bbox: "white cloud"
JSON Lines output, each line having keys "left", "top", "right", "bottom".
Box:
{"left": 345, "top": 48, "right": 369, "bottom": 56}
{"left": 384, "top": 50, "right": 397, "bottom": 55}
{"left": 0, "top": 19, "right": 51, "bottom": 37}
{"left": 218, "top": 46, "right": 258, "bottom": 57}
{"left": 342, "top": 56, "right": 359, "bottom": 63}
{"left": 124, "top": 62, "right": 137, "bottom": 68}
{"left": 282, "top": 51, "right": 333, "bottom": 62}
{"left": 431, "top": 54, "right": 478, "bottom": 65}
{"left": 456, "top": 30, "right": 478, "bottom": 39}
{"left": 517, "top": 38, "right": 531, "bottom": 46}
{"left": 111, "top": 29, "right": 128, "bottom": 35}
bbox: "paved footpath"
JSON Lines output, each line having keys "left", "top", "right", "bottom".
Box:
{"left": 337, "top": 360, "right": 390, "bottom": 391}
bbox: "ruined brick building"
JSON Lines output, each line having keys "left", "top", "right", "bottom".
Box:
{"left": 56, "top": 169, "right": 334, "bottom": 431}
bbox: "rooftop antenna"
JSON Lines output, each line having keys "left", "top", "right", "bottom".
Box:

==

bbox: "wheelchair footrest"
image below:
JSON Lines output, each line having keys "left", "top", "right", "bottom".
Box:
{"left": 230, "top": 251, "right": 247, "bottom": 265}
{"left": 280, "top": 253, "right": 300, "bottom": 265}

==

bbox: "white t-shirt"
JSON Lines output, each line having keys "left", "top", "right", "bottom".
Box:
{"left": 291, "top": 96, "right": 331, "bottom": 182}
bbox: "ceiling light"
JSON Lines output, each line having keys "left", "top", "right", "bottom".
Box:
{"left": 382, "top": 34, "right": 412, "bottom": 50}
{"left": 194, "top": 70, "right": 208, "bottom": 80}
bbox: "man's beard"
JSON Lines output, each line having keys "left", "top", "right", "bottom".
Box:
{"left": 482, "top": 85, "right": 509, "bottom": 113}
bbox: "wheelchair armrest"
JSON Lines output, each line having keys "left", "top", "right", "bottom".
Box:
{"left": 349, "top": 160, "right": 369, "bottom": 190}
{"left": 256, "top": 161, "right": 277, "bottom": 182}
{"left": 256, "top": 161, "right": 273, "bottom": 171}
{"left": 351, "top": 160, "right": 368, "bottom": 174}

# WHAT THE EXERCISE ASKS
When a line in the material above contains the word "wheelchair", copy that line out.

# OUTPUT FOR THIS TASK
bbox: "wheelchair footrest"
bbox: "wheelchair armrest"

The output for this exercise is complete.